**Task instructions:**
Update everything from the start of the data down to the line containing "column 599, row 416" by replacing "eyeglasses" with "spectacles" and keeping all else the same. Return only those lines.
__________
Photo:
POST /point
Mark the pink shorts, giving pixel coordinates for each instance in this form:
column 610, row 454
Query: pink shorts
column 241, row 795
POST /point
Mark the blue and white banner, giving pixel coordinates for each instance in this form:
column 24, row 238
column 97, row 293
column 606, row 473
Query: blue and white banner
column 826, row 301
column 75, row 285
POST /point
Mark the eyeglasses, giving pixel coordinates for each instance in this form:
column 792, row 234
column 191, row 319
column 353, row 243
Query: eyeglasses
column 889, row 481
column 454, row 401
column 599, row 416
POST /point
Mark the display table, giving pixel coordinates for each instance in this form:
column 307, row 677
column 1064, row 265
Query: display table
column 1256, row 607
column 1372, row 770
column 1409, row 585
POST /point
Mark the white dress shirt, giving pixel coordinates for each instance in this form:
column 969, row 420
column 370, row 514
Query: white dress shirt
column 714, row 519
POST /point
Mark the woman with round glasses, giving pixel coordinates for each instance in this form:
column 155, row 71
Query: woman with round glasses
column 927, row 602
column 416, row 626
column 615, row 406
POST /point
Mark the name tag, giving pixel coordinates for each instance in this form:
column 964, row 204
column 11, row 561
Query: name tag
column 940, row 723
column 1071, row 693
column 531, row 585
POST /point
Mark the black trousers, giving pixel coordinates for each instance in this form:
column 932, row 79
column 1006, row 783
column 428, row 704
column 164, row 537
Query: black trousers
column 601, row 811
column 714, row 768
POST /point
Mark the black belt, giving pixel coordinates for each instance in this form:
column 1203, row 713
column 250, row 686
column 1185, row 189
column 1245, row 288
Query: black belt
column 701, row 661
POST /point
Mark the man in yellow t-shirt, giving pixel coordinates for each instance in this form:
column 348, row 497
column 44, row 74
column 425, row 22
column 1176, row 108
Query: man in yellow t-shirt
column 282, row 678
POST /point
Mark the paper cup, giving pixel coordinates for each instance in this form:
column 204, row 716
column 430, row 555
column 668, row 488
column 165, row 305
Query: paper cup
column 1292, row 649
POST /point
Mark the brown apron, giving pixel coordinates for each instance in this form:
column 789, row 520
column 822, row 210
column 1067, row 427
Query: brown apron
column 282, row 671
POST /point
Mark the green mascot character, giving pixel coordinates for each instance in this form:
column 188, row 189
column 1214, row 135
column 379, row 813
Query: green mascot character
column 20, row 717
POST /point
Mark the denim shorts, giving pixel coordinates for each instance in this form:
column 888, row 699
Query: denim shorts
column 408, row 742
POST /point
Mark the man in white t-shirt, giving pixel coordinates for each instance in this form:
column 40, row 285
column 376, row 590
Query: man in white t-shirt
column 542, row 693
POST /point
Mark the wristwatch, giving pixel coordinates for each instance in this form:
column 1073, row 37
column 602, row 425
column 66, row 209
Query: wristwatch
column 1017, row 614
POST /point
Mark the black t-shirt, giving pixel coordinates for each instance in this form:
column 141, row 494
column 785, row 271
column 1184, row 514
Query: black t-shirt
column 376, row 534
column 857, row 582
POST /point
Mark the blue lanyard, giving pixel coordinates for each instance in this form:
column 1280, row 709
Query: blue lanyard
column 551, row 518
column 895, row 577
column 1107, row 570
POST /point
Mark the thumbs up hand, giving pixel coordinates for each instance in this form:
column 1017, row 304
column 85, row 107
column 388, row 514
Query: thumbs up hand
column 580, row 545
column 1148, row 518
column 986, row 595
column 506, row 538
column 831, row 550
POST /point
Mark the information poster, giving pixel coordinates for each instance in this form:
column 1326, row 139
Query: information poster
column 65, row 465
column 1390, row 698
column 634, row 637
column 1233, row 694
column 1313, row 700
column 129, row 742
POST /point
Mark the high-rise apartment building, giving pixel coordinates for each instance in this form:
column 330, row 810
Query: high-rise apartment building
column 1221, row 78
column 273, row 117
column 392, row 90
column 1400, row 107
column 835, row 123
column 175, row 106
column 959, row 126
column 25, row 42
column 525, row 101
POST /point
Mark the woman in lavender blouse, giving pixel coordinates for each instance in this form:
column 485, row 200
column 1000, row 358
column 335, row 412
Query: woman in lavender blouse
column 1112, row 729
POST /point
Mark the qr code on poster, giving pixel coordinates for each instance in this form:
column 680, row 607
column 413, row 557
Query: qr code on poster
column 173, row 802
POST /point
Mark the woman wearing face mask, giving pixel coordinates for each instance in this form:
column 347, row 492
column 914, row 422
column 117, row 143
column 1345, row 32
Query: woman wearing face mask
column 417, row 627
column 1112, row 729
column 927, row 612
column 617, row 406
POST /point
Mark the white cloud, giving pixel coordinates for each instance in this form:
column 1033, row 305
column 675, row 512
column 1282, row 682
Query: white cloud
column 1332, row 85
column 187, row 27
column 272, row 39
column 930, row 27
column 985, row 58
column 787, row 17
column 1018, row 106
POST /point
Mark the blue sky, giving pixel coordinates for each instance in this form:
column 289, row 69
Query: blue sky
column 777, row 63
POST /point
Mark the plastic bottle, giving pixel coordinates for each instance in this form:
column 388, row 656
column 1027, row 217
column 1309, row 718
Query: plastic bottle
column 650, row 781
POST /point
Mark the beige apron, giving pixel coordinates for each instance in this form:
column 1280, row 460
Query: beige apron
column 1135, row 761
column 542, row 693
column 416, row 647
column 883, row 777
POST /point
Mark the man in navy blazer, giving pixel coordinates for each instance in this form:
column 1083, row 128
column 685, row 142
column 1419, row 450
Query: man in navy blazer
__________
**Task output:**
Photo:
POST /point
Mark the pink shorts, giving pixel coordinates for each instance in this form:
column 610, row 454
Query: pink shorts
column 241, row 795
POST /point
Mark the blue and white banner, giving pixel coordinates for each instance in this form:
column 24, row 238
column 97, row 293
column 606, row 473
Query: blue and white banner
column 826, row 301
column 75, row 285
POST /point
Mark the spectacles, giving pixel coordinates for each instance in this form:
column 792, row 234
column 191, row 319
column 353, row 243
Query: spectacles
column 889, row 481
column 454, row 401
column 599, row 416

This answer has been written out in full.